Selected extract:
::::::::

Now before you all bombard me with rude replies, please read the title carefully. It is, in effect, 'who am I?', not 'what am I?' I raise the question because only last week we all went quite soppy over that 'frightfully decent British gal', er, Johanna Konta, who did so well at Wimbledon. She assures us that she is British and sort of confirmed it by doing what we Brits do so awfully well - losing gracefully! However, the fact is that Ms. Konta is the daughter of Hungarian parents and was born in Australia. However, in today's Telegraph she insists that she has lived in Britain for nearly half of her life and that she has taken British citizenship and as far as she is concerned she's British and, er, Ez így van, as they say in Budapest!
I wonder about myself (but not very often!) because as I may have mentioned before I am a true born bastard and therefor I echo the words of 'Edmund', "Now gods, stand up for bastards!" My mother was as Scottish as porridge oats but rumour - I was never vouchsafed the details - had it that my father was Canadian. Even so, I was born in London and have lived my life in England and so, whilst the Union staggers on, I shall claim to be British and if it sunders then I will claim to be English.
However, in this confusing era of global mass movements of population the whole notion of which particular sub-group one belongs to, or at least, lay claims to, is increasingly complicated. I suppose in melting pots like America or Australia nobody cares too much, although having said that, according to the Telegraph article there have been some unfortunate collateral damage recently to various politicians in Australia who have turned out not to be exactly 'sixteen annas to the rupee' when it comes to citizenship.
Anyway, I welcome Ms. Konti as a true blue Brit not least because she is gorgeous - even if she has, so far, failed to respond to my letters!
Ah Duffers 'tis the age old question, "Who am I?". Followed of course by, "What is the meaning of life?". We know of course the answer to the latter is 42.
As to the two local politicians Section 44 of our Constitution forbids anyone from sitting in our National Parliament if they hold any citizenship other than Australian; i.e. dual citizenship. It is delightful irony that two of the loopy fringe, a.k.a The Greens, held dual citizenship. One Kiwi and the other Canadian. End result - "Bye, bye sunshine". Oh, and on the way out just leave the salary and perks you have garnered whilst illegally sitting in our Parliament.
Lots of other "pollies" are now checking to make sure they are "true blue" before they also get the single digit salute and are shown the door.
As an explanation for "true blue" it is Aussie vernacular for being genuine. Expressed by John Williamson in song.

::::::::

Data block:
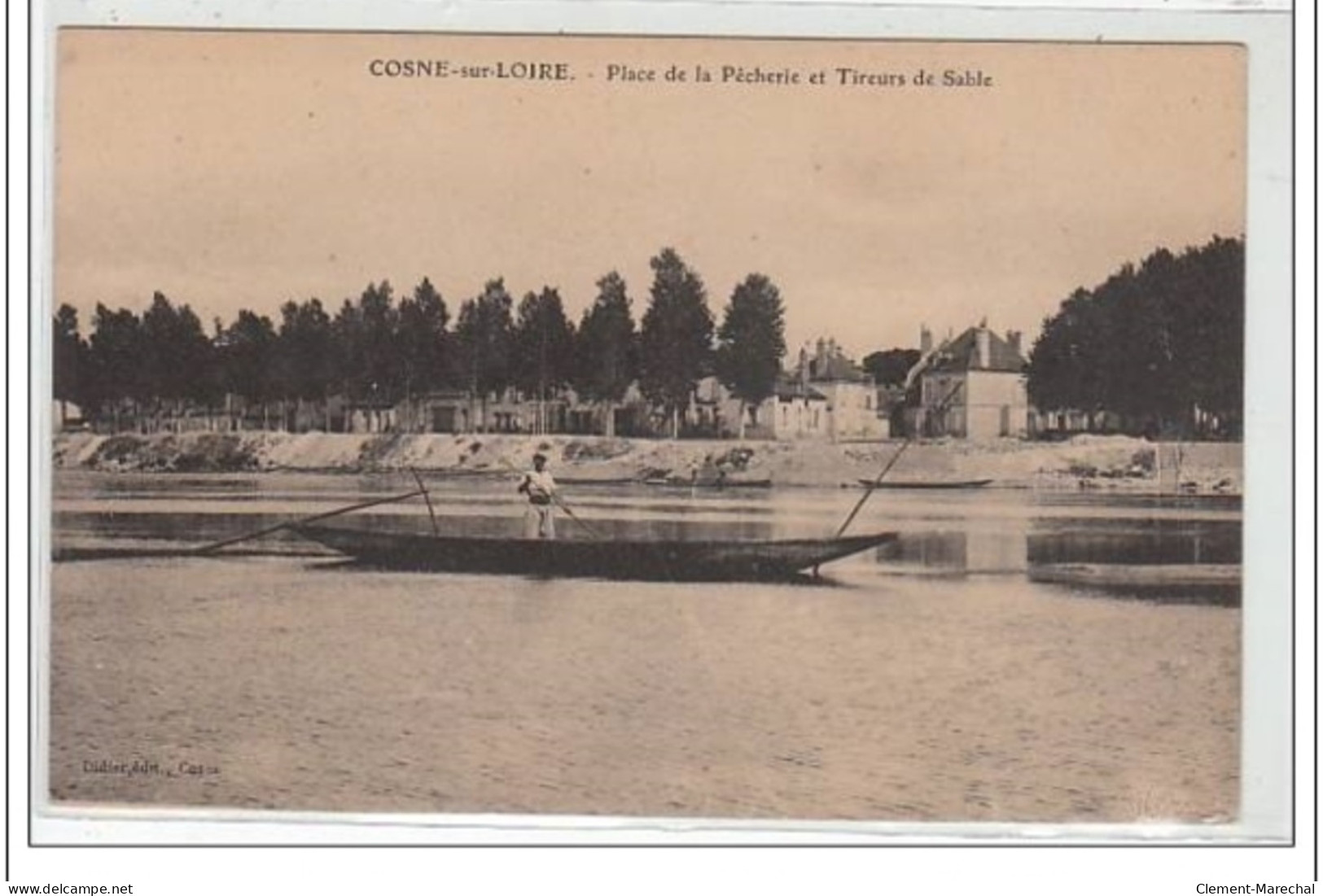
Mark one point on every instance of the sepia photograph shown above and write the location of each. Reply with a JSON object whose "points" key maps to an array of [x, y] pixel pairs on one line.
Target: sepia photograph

::::::::

Exercise 1: Set down the post on national identity exactly, from "Lots of other" up to and including "Williamson in song.".
Exercise 2: In the post on national identity, where was Johanna Konta born?

Exercise answer 1:
Lots of other "pollies" are now checking to make sure they are "true blue" before they also get the single digit salute and are shown the door.
As an explanation for "true blue" it is Aussie vernacular for being genuine. Expressed by John Williamson in song.

Exercise answer 2: In Australia.